> _Your assignment_:
Please carry the history of Saint Rose Cemetery below forward from the point where it ends.

(Page extract Opens)

The original Saint Rose Cemetery was established in 1853 at the site of the Saint Rose of the Cayuse Mission on Yellow Hawk Creek. The 1853 Mission house was burned during the war of 1855. A log chapel was subsequently built on the McBean land claim in 1863. After a few years the St. Rose Mission and cemetery were moved to a site on the Walla Walla River now owned by the Allen family. In 1876, the river burials were moved to a hill at the Frenchtown site and the Saint Rose of Lima Mission Church was erected on the lower portion of the site, which served the French-Canadian community in the area until about 1900. Nearby the city of Walla Walla was established in 1859 and incorporated in 1862. For a while, Walla Walla was the largest community in the Washington Territory. In 1915, the name of the area was changed from Frenchtown to Lowden.

(Page extract Closes)
(Records shown Opens)

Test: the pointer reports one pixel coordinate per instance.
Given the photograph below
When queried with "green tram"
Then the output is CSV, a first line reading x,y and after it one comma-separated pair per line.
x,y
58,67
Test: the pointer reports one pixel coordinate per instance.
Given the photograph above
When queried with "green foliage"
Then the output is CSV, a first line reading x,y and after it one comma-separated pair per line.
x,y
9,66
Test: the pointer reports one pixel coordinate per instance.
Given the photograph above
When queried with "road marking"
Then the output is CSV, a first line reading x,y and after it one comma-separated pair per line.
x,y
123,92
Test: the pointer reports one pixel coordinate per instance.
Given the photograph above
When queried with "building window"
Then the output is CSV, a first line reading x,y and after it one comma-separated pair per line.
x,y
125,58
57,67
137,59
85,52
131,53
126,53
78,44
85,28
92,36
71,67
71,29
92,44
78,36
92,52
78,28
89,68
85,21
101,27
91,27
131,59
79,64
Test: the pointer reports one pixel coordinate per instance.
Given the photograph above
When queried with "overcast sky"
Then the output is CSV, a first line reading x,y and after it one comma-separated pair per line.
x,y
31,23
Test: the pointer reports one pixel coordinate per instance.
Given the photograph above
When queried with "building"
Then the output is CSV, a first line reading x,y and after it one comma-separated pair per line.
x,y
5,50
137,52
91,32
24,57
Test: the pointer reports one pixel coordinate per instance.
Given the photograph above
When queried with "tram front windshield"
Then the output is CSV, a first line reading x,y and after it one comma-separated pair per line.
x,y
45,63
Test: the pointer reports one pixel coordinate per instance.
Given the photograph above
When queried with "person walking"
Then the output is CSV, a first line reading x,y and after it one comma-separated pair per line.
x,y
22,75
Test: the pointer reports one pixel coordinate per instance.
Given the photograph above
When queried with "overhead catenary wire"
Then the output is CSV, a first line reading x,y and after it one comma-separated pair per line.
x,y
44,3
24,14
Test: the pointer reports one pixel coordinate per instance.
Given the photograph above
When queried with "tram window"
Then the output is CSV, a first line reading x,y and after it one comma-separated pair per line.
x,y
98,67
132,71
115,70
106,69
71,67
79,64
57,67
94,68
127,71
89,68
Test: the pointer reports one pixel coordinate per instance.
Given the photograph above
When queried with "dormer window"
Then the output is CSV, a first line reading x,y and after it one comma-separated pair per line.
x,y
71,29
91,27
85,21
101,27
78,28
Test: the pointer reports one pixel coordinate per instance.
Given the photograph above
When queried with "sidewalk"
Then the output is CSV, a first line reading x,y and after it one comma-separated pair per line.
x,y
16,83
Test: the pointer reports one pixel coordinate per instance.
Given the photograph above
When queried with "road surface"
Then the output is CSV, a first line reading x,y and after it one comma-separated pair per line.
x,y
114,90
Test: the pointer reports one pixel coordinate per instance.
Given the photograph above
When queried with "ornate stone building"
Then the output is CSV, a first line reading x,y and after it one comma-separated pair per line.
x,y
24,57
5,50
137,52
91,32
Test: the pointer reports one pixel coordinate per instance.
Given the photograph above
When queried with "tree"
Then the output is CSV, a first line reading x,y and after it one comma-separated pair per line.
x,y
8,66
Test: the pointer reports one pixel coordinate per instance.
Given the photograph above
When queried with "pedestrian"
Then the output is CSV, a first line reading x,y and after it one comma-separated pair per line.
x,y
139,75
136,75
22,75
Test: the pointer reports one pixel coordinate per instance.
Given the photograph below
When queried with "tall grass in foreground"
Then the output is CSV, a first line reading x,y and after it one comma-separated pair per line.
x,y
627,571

(Records shown Closes)

> _Answer space_:
The Frenchtown Historical Foundation was first organized in 1992 to rehabilitate the historical site. It acquired the land for the present-day historic site, including the cemetery, in 2005. A formal opening of the site and re-dedication of the St. Rose of Lima cemetery occurred in 2010 in collaboration with the Confederated Tribes of the Umatilla Indian Reservation. Relocation and restoration of the "Prince’s cabin" was completed in 2016. Originally located near the Whitman Mission, the cabin is believed to be the oldest standing cabin in the state of Washington. It was built for a Cayuse Indian whom the Hudson’s Bay Company called “The Prince” circa 1837. The Frenchtown Historic Site is currently maintained by the Frenchtown Historical Foundation of Walla Walla.